### [WHAT IS BEING ASKED]
Locate every line in the rows below that contains the string "green", and copy each such line in full. Case counts.
[start]
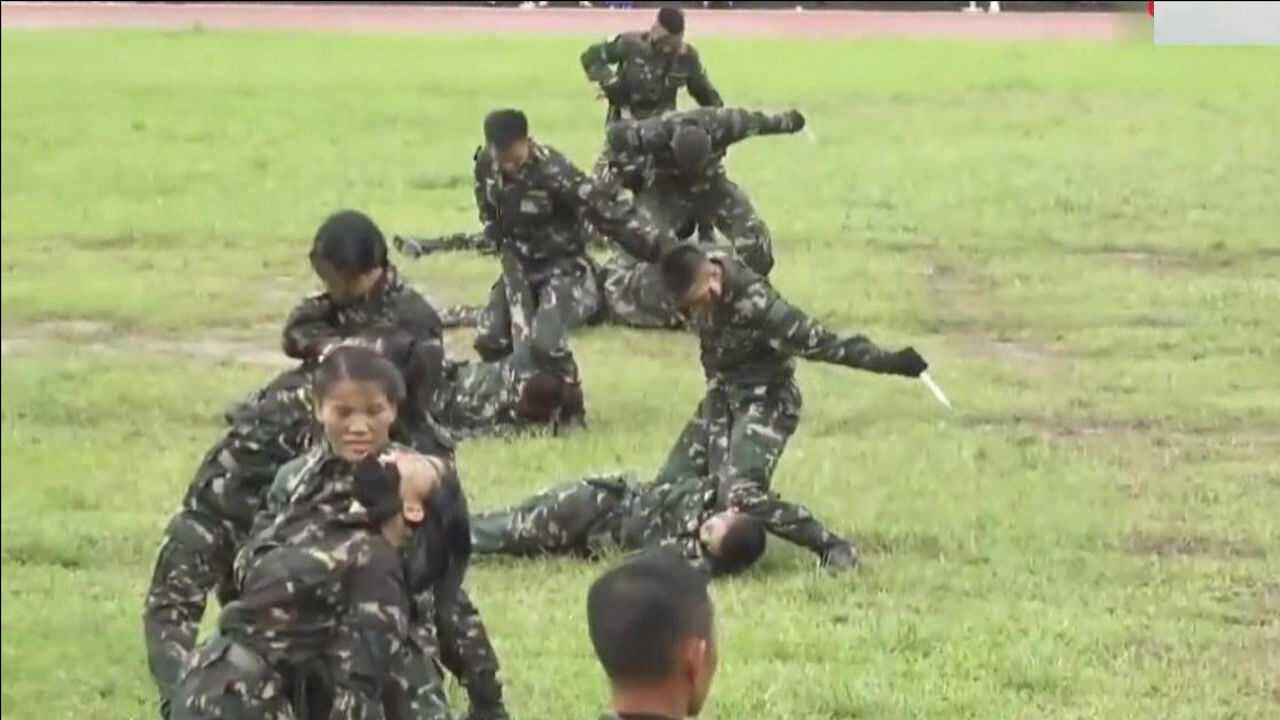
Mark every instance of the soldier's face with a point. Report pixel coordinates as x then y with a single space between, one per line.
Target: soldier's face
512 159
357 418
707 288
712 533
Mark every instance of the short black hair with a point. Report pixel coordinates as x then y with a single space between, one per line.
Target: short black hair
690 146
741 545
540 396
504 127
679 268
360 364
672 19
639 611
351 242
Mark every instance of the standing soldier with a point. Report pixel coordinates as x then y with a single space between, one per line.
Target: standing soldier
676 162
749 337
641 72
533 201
[end]
[start]
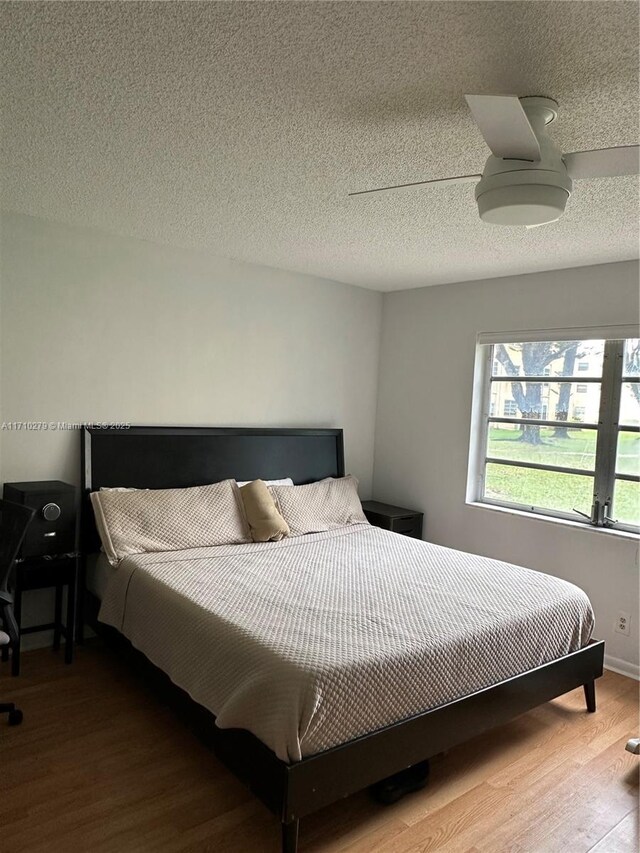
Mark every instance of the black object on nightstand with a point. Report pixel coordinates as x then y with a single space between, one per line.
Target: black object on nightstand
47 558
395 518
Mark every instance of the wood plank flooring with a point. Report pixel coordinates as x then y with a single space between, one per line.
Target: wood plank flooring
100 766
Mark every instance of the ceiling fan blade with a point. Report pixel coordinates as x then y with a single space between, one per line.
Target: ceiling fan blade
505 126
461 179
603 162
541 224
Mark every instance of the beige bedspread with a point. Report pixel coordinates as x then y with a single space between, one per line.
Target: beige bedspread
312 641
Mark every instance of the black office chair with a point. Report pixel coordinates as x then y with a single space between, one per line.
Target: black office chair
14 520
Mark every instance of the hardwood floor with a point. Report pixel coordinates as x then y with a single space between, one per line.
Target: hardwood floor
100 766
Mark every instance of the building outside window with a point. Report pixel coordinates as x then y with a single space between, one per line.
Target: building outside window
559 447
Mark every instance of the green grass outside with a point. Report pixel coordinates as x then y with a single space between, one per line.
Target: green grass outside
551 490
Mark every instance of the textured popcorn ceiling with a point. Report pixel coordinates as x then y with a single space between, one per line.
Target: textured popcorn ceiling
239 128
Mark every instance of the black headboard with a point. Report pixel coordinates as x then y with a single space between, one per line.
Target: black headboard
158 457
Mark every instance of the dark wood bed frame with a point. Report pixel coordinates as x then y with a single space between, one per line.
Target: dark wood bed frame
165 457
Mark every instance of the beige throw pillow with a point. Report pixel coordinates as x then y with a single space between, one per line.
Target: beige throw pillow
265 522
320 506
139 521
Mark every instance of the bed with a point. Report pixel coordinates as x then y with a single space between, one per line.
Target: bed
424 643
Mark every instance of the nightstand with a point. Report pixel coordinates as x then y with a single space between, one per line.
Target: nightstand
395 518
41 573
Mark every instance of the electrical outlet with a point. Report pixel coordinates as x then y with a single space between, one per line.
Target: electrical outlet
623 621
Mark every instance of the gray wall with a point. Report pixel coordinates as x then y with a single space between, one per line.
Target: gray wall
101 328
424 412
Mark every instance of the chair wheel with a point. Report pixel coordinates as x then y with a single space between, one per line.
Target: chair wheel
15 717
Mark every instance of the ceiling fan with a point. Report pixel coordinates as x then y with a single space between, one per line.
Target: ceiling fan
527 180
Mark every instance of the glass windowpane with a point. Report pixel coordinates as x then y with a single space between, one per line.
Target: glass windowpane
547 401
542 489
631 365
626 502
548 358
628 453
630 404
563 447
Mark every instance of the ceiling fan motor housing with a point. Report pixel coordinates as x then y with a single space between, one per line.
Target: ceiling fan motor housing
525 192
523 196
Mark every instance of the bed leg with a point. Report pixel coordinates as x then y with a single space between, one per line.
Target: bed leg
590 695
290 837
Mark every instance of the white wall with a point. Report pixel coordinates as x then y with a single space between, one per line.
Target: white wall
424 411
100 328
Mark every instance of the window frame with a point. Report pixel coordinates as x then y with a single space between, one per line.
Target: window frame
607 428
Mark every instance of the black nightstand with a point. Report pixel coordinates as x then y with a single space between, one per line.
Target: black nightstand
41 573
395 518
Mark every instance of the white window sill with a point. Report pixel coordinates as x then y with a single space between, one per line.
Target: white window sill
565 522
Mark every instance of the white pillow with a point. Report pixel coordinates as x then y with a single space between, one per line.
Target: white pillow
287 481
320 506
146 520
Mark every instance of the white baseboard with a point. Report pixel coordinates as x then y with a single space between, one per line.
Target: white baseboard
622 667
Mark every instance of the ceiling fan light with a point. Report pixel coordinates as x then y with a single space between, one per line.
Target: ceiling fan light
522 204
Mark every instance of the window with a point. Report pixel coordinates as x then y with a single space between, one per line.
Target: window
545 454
[end]
### [FULL ANSWER]
Mark every instance of the green grass outside with a point. Report pixel coordinates as x then y with a single space between, one per line.
Target: green grass outside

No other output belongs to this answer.